**ACTIVITY**
Go to the line holding "Target: rear wheel arch" in the entries below and write out exactly every line down to and including the line holding "Where can the red".

Entries taken from a collection

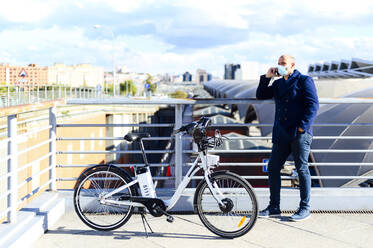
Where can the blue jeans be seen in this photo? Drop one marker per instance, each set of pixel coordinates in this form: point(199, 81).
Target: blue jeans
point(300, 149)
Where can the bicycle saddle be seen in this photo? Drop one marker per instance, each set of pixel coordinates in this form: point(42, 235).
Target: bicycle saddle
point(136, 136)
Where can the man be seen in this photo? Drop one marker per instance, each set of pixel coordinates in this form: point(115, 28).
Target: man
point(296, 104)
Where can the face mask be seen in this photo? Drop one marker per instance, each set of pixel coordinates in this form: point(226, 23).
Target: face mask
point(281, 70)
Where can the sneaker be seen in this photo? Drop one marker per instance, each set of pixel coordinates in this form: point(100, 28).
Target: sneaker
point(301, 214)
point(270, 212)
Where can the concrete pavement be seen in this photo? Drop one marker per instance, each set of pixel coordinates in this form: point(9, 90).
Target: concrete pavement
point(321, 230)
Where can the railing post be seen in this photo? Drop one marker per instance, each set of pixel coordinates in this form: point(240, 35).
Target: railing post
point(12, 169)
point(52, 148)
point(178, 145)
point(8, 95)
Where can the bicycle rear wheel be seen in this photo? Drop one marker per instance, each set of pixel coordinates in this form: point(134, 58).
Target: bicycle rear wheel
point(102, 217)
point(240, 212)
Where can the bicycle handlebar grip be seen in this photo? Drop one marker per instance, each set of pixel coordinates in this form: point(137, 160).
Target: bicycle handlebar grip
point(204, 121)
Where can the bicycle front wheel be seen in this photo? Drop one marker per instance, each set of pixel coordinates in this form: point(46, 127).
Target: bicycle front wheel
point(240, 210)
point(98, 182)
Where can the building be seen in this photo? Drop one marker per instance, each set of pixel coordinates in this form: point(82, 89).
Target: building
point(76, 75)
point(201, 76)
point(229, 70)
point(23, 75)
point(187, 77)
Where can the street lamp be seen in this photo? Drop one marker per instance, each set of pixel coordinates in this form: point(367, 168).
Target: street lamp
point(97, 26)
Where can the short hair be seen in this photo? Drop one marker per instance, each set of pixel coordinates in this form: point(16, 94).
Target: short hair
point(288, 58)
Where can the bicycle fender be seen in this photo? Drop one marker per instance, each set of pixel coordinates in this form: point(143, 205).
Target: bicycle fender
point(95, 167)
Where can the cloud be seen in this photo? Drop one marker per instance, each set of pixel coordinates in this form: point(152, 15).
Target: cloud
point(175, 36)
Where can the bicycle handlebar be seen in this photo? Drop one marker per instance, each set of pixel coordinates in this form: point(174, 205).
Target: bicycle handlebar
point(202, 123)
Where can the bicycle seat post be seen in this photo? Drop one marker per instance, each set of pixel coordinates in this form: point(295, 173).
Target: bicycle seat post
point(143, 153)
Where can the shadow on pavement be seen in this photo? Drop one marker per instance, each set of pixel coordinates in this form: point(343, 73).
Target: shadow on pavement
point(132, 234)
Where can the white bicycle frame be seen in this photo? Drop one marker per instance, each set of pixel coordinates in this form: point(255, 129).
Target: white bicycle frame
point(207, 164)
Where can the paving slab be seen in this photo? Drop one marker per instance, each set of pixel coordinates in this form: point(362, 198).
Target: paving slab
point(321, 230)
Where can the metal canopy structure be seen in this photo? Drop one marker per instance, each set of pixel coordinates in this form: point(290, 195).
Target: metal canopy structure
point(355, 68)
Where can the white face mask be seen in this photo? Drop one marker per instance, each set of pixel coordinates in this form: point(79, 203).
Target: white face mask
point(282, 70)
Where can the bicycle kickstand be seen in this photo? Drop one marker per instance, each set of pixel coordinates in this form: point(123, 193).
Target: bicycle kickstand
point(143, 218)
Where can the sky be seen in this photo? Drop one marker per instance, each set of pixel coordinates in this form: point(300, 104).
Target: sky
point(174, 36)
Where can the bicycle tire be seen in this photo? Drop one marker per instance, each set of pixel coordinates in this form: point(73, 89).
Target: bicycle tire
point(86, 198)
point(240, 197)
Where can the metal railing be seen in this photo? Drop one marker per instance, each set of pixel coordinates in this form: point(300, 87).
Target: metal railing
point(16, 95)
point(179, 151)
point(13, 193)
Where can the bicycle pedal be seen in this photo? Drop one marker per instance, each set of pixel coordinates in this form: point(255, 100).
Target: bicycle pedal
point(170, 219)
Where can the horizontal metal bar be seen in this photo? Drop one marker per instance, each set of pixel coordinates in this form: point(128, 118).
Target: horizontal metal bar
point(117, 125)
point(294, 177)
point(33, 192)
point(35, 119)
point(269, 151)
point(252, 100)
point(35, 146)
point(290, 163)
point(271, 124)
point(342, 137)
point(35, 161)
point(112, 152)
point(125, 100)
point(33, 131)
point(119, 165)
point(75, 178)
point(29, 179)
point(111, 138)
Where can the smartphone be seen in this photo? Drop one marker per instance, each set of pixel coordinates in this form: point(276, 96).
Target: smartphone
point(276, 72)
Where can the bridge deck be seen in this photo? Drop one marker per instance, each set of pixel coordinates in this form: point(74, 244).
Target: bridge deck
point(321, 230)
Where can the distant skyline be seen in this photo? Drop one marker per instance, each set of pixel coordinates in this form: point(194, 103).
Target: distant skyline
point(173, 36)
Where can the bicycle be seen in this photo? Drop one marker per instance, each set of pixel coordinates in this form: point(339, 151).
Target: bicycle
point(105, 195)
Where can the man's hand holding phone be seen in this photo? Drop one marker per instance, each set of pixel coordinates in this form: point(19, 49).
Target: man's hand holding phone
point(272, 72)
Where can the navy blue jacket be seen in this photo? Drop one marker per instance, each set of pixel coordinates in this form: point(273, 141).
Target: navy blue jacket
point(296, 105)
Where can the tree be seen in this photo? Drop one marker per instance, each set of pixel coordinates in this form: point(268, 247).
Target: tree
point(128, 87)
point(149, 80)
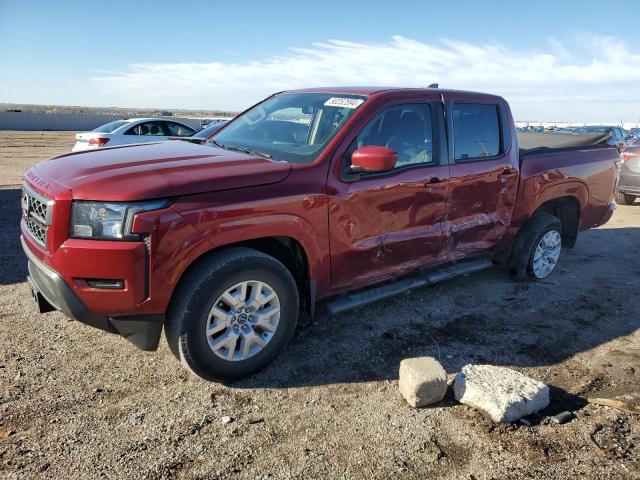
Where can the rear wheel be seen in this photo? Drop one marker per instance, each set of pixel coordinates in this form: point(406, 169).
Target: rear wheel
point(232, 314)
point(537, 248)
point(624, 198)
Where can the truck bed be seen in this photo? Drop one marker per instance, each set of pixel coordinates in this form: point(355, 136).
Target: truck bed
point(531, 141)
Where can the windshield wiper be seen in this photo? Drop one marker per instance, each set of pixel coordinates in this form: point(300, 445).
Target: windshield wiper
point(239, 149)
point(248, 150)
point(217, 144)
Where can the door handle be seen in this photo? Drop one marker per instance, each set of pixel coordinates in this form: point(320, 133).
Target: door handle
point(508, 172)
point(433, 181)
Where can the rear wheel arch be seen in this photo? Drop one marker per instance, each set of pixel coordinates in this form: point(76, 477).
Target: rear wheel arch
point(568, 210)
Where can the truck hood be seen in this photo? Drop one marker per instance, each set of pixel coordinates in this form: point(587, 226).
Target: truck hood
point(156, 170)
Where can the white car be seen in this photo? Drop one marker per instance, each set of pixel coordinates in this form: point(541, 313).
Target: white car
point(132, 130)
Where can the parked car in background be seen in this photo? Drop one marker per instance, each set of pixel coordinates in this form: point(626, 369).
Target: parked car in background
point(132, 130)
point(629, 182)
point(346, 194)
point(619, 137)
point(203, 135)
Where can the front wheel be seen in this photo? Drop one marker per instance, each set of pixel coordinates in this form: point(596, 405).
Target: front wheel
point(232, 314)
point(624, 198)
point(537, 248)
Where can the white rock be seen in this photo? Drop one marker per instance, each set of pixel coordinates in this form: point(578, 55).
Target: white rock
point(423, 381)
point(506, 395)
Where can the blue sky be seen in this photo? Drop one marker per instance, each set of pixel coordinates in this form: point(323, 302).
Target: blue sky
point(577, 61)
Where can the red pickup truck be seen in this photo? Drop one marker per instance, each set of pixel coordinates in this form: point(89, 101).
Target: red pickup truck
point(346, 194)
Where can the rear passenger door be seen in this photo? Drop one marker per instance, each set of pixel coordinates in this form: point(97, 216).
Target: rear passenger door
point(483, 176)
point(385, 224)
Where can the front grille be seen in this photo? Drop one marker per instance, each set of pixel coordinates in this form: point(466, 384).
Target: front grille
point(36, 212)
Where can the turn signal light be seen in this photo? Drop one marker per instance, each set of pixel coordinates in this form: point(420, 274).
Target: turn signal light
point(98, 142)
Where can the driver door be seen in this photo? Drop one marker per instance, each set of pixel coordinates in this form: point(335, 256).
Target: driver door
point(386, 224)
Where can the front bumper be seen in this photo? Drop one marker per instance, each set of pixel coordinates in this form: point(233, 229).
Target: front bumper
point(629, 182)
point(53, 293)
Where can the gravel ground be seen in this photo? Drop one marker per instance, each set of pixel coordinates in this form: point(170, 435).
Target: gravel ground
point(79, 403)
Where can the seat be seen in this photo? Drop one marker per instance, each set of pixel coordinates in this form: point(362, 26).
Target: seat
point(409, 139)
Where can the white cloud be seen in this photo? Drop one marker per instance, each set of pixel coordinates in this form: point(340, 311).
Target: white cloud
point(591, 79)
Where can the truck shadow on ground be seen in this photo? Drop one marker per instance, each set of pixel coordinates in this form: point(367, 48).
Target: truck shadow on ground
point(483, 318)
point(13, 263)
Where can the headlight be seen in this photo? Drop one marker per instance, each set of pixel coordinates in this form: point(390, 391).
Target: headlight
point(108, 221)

**OUTPUT FOR THIS EXERCISE**
Target: rear wheel arch
point(568, 210)
Where can the truck hood be seen in this photo? Drop one marker per instance, each set of pixel coordinates in this form: point(587, 226).
Target: truck hood
point(156, 170)
Where can the white car be seen in this photo? Drop one marker per instance, each set of pixel coordinates in this form: point(541, 313).
Target: white car
point(132, 130)
Where can the parked car in background be seen in this photo? Drop one marker per instance, each set of pixel coordinates in this form: point(626, 369).
Target: parked car in background
point(132, 130)
point(629, 182)
point(346, 194)
point(619, 137)
point(203, 135)
Where can the front wheel be seen in this photo? Drop one marker per instance, each set of pixel coordinates in this form: point(596, 405).
Target: front wheel
point(232, 314)
point(624, 198)
point(537, 248)
Where can the white rock be seen in this photo? Drop one marker per instance, each set of pixel coordinates in this form: point(578, 55).
Target: white rock
point(423, 381)
point(506, 395)
Where can the blue sky be seen in this photo? Drop one marker per instance, each set of pixel coordinates in this form: point(323, 302).
Target: blue sky
point(577, 61)
Where can the red pickup truck be seen in this photo? Drop one marker per instance, each set of pixel coordinates in this form: point(89, 101).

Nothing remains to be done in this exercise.